## Aufgaben und Übungen
**1)** Geben Sie aus dem Text über die Blauhelme im Kongo alles von „LUBERO taz Seinem“ bis hinunter zu „zu seinen Kameraden.“ unverändert wieder.
**2)** Fassen Sie den Text über die Blauhelme im Kongo in zwei Sätzen zusammen.

## Untersuchter Text
-=-=-
Blauhelme in Kongo: Da ist was im Busch

Bretter statt Fluggeräte, "Nahkampf ohne Schusswaffe": wie UN-Soldaten aus Indien im Kongo die korrupte und schlecht ausgerüstete Armee ausbilden.

Buschkrieg wörtlich genommen Bild: alex veit

LUBERO taz Seinem Gesichtsausdruck nach zu urteilen ist dem Soldaten in acht Metern Höhe ein wenig bange. "Caporal Kalongo bereit zum Abseilen", ruft er und blickt zögernd hinunter. Dann nimmt er sich ein Herz und springt, an einem Seil herabgleitend, in die Tiefe. Unten angekommen, duckt er sich, rennt ein paar Meter, duckt sich wieder und stellt sich zu seinen Kameraden.
-=-=-
## Gespeicherte Daten
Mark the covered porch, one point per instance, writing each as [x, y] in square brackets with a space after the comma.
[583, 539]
-=-=-
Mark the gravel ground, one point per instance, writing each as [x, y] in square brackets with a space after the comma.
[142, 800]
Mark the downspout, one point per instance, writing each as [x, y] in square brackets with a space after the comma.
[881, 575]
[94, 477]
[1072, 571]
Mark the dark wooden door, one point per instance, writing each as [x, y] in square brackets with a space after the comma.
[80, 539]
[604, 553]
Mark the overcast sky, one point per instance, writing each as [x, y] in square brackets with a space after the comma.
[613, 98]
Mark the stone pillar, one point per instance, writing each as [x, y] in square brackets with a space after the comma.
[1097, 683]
-=-=-
## Ergebnisse je Aufgabe
**1)**
LUBERO taz Seinem Gesichtsausdruck nach zu urteilen ist dem Soldaten in acht Metern Höhe ein wenig bange. "Caporal Kalongo bereit zum Abseilen", ruft er und blickt zögernd hinunter. Dann nimmt er sich ein Herz und springt, an einem Seil herabgleitend, in die Tiefe. Unten angekommen, duckt er sich, rennt ein paar Meter, duckt sich wieder und stellt sich zu seinen Kameraden.

**2)** UN-Soldaten aus Indien bilden im Kongo die korrupte und schlecht ausgerüstete Armee aus, etwa mit Brettern statt Fluggeräten und im Nahkampf ohne Schusswaffe. In Lubero seilt sich ein Caporal Kalongo nach kurzem Zögern aus acht Metern Höhe ab, rennt geduckt ein paar Meter und stellt sich zu seinen Kameraden.